* **Task objective**
Return every line of the data below word for word, including the punctuation.
------ Dataset excerpts ------
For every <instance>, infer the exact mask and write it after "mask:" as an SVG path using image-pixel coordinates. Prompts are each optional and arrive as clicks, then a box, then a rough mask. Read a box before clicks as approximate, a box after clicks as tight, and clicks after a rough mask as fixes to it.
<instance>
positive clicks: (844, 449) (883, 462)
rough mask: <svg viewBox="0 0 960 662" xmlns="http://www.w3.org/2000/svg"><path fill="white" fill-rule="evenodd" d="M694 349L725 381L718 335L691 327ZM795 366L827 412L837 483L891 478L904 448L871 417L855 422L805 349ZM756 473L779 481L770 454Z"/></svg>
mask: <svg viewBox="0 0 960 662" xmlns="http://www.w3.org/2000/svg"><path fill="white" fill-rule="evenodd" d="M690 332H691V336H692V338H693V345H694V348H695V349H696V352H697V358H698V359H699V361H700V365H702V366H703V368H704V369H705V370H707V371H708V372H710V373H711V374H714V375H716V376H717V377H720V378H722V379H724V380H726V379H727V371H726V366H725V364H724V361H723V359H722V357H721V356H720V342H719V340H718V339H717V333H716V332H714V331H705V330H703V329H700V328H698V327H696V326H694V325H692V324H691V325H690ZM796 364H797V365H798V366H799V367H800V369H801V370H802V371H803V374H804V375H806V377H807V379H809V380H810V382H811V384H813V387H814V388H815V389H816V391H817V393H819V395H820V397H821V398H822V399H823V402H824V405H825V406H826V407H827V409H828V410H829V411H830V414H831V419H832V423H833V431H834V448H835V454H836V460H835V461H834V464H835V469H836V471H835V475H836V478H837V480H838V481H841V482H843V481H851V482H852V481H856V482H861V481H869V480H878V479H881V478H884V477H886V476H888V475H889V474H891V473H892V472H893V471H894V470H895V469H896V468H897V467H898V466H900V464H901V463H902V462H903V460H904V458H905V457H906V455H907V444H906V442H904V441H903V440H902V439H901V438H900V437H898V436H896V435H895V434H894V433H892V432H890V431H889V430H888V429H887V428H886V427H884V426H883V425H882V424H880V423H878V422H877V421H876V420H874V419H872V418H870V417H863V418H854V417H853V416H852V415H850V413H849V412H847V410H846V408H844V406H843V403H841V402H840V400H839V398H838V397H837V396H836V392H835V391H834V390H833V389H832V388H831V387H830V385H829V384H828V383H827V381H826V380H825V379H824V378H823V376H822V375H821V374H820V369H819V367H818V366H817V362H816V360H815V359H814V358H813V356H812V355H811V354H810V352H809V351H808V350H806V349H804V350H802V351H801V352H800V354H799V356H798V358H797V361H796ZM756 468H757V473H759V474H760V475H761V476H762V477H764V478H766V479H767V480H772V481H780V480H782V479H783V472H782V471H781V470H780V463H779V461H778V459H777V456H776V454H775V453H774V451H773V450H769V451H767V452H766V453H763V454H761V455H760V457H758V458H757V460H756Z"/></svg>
------
* **Your response**
For every <instance>, infer the exact mask and write it after "mask:" as an SVG path using image-pixel coordinates. Prompts are each optional and arrive as clicks, then a box, then a rough mask. Read a box before clicks as approximate, a box after clicks as tight, and clicks after a rough mask as fixes to it.
<instance>
positive clicks: (844, 449) (883, 462)
rough mask: <svg viewBox="0 0 960 662" xmlns="http://www.w3.org/2000/svg"><path fill="white" fill-rule="evenodd" d="M694 349L725 381L718 335L691 327ZM795 366L827 412L837 483L891 478L904 448L871 417L855 422L805 349ZM756 473L779 481L770 454Z"/></svg>
mask: <svg viewBox="0 0 960 662" xmlns="http://www.w3.org/2000/svg"><path fill="white" fill-rule="evenodd" d="M690 332H691V336H692V338H693V345H694V348H695V349H696V352H697V358H698V359H699V361H700V365H702V366H703V368H704V369H705V370H707V371H708V372H710V373H711V374H714V375H716V376H717V377H720V378H722V379H724V380H726V379H727V371H726V366H725V364H724V361H723V359H722V357H721V356H720V342H719V340H718V339H717V333H716V332H714V331H705V330H703V329H700V328H698V327H696V326H694V325H692V324H691V325H690ZM796 364H797V365H798V366H799V367H800V369H801V370H802V371H803V374H804V375H806V377H807V379H809V380H810V382H811V384H813V387H814V388H815V389H816V391H817V393H819V395H820V397H821V398H822V399H823V402H824V405H825V406H826V407H827V409H828V410H829V411H830V414H831V419H832V423H833V431H834V448H835V454H836V460H835V461H834V464H835V469H836V471H835V475H836V478H837V480H838V481H841V482H843V481H851V482H852V481H856V482H861V481H869V480H878V479H881V478H884V477H886V476H888V475H889V474H891V473H892V472H893V471H894V470H895V469H896V468H897V467H898V466H900V464H901V463H902V462H903V460H904V458H905V457H906V455H907V444H906V442H904V441H903V440H902V439H901V438H900V437H898V436H896V435H895V434H894V433H892V432H890V431H889V430H888V429H887V428H886V427H884V426H883V425H882V424H880V423H878V422H877V421H876V420H874V419H872V418H870V417H863V418H854V417H853V416H852V415H850V413H849V412H847V410H846V408H844V406H843V403H841V402H840V400H839V398H838V397H837V396H836V392H835V391H834V390H833V389H832V388H831V387H830V385H829V384H828V383H827V381H826V380H825V379H824V378H823V376H822V375H821V374H820V369H819V367H818V366H817V362H816V360H815V359H814V358H813V356H812V355H811V354H810V352H809V351H808V350H806V349H804V350H802V351H801V352H800V354H799V356H798V358H797V361H796ZM756 468H757V473H759V474H760V475H761V476H762V477H764V478H766V479H767V480H772V481H780V480H782V479H783V472H782V471H781V470H780V463H779V461H778V459H777V456H776V454H775V453H774V451H773V450H769V451H767V452H766V453H763V454H761V455H760V457H758V458H757V460H756Z"/></svg>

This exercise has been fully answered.